Text segment —
::::

It's the start of another school year and I'm dreaming of new pencil cases, satchels and the books I read in class. But what are the books you remember from your own school days?

Fourteen years after I finished school, there's still something about September which feels like the start of the year, and I'm nostalgic this morning for new pencils and felt tips, satchels and packed lunches. As the hope of the nation barrels back into classrooms, I'm also thinking back to the books I read in school.

I was away last weekend and talking about how we all read William Golding's Lord of the Flies (and no, the weekend wasn't that bad, it's just that one of my friends is currently making her way through his complete works, to settle a bet). I was 14, and I think there couldn't have been a more perfect book to pick for kids of that age – if you're not going to be hooked by Ralph and Piggy and Simon and Jack, and "kill the pig, cut his throat, spill his blood", then you're not going to be hooked by anything. This was the edition we had – just looking at it casts me back to yellow highlighters and doodling and the horrors of reading aloud.

Anyway, the shocking gloriousness of Lord of the Flies made me hungry for more Golding. Our school library was pretty small, but it did, impressively, have a copy of Pincher Martin. I am quite sure I failed to get any allegorical, existential meaning from the book, but it successfully terrified me, burning an image of Martin clinging to his lonely rock into my brain. In typically disorganised fashion, I promptly lost the book for about a month and was subsequently banned from the school library for giving it back so late – obviously as a sop to all those Golding fans clamouring for more of his work.

Golding and my thieving tendencies aside, Jane Eyre bored me, King Lear enthralled me, and I described Romeo and Juliet in my mock GSCE as a novel – so something clearly went wrong there (thankfully I'd got the right end of the stick by the time the real thing came around). But the other book which really stands out in my memory from schooldays is Wuthering Heights. I was on to A-levels by then, but for some reason we were still going through the purgatory of reading (droning) aloud in class – possibly one of the best ways to make a group of teenagers lose interest in a novel. I was lazy, more interested in messing around than working, but I was so caught up in the melodramas of Cathy and Heathcliff ("Do not leave me in this abyss where I cannot find you! Oh God! It is unutterable! I cannot live without my life! I cannot live without my soul!") that I'd be pages ahead when it came to my turn to read and would get in trouble for not concentrating. And I distinctly remember spending a break time racing to the end.

The rest of it, though, the years of English classes and essays, revising and exams, has largely faded into oblivion, which is rather worrying. But how about you? Indulge my nostalgia and tell me what you remember of your own literary school days.

::::

Exercise tasks —
a – Answer these about the piece on school reading, one line each:
(i) How many years after finishing school is the writer looking back?
(ii) Which other Golding book did the school library have?
(iii) What did the writer call Romeo and Juliet in the mock exam?
b – Please turn the paragraph of the piece on school reading that begins "Anyway, the shocking gloriousness" into a short list that keeps its main facts.
c – From the piece on school reading, repeat word for word the passage from "It's the start" to "own school days?".

::::

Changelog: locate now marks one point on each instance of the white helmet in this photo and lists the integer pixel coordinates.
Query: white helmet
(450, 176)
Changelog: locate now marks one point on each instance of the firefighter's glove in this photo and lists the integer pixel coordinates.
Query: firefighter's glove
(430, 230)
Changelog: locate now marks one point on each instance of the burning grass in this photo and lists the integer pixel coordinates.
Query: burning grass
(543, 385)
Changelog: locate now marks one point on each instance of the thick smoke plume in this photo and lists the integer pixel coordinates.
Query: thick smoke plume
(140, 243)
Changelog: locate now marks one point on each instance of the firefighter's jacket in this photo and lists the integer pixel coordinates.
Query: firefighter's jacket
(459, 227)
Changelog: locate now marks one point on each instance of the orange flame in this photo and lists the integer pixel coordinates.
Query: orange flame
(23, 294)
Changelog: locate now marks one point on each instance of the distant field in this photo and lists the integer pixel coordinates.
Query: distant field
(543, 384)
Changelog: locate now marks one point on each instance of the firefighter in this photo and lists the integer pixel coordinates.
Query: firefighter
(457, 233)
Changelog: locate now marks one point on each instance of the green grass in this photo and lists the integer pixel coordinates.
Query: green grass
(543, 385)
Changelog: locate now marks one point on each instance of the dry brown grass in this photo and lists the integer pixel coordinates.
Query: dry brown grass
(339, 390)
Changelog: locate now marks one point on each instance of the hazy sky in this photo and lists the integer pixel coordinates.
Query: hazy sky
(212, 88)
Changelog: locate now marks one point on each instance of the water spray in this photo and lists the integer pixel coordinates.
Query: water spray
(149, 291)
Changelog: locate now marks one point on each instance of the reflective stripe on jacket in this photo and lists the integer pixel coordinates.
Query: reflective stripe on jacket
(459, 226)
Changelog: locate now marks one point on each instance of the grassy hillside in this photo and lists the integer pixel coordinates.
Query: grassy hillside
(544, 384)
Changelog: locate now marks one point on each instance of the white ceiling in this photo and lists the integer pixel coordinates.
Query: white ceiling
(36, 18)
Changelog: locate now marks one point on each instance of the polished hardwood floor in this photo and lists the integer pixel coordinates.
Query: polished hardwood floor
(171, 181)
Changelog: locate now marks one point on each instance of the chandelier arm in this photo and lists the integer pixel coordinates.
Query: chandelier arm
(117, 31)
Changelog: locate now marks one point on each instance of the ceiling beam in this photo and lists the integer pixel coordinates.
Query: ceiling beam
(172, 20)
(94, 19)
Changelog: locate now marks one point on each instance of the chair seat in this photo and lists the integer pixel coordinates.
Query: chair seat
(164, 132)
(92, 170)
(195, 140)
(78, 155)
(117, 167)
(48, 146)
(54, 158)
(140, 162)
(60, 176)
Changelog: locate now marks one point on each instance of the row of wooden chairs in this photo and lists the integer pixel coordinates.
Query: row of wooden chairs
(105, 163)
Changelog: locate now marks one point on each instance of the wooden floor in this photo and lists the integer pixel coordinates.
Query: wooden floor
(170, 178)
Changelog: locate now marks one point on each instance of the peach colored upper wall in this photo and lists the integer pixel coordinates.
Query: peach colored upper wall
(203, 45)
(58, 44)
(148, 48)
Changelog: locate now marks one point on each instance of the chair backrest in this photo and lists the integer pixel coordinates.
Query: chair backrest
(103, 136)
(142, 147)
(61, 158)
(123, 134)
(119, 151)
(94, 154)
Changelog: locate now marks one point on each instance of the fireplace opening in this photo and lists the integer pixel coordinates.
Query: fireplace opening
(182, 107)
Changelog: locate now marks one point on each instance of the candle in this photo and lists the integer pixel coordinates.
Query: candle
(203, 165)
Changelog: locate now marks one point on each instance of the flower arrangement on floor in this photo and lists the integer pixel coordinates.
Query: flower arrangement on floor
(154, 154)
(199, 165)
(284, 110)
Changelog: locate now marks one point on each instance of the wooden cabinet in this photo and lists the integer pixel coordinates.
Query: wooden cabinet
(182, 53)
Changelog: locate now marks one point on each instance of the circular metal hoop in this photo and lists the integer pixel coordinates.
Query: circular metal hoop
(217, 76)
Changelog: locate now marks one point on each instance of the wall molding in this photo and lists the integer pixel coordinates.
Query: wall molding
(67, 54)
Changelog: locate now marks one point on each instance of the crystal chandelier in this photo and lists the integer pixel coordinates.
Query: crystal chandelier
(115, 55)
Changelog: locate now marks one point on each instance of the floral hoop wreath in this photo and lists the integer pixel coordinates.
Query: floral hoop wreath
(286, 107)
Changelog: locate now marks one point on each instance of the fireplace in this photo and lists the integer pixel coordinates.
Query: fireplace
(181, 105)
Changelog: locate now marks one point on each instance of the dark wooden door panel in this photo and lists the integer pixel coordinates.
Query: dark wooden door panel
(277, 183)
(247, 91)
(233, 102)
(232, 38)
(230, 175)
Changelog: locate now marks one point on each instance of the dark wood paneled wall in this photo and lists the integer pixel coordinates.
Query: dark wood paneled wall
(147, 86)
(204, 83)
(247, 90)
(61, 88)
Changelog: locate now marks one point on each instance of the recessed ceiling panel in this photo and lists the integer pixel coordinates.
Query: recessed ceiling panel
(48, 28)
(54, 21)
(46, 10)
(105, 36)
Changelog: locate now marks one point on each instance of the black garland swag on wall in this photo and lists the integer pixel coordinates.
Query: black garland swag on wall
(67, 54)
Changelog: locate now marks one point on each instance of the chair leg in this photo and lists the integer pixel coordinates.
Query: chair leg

::::

Answers given —
a –
(i) Fourteen years
(ii) Pincher Martin
(iii) A novel

b –
- Lord of the Flies made the writer want to read more Golding.
- The small school library had a copy of Pincher Martin.
- The writer probably missed its allegorical, existential meaning but was terrified by it, left with an image of Martin clinging to his lonely rock.
- The writer lost the book for about a month and was banned from the school library for returning it late.

c –
It's the start of another school year and I'm dreaming of new pencil cases, satchels and the books I read in class. But what are the books you remember from your own school days?